══ Document excerpt ══

So Many Chairs, No???

Level pending

There are $14$ chairs arranged in a line. Let $T_k$ denote the number of ways to choose $k$ chairs from them such that no two of the chosen chairs are consecutive. Evaluate: $\sum_{k=0}^{14} T_k$ Try to generalize for $n$ chairs.

Image Credit : Origin Furniture

EDIT : I'm very sorry as there was a problem in the problem (!!!), fixed!!! :D

The answer is 987.

2 solutions

Jubayer Nirjhor
Feb 4, 2014

Let's deal with the generalized form first. Suppose we have $n$ chairs arranged in a row. Keep in mind that we can't choose two consecutive chairs. Let $P(n)$ denote the number of ways to choose two chairs as the question says, in case of $n$ chairs. We'll now divide the counting process into two sub-cases.

═══
══ Given data ══

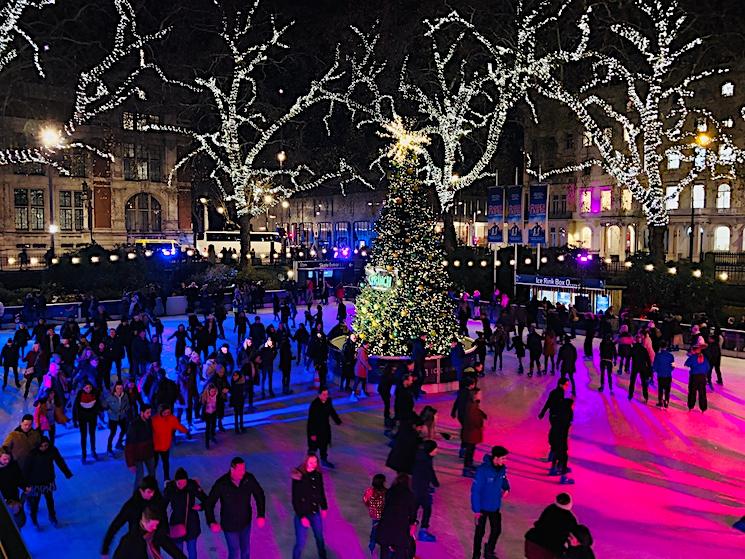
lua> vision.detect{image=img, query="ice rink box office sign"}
[365,266,396,291]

═══

Task to carry out:
Answer these about the chair-selection problem:
(a) How many chairs are arranged in the line?
(b) What value is given as the answer?
(c) Who wrote the solution dated Feb 4, 2014?

Result of the exercise:
(a) 14
(b) 987
(c) Jubayer Nirjhor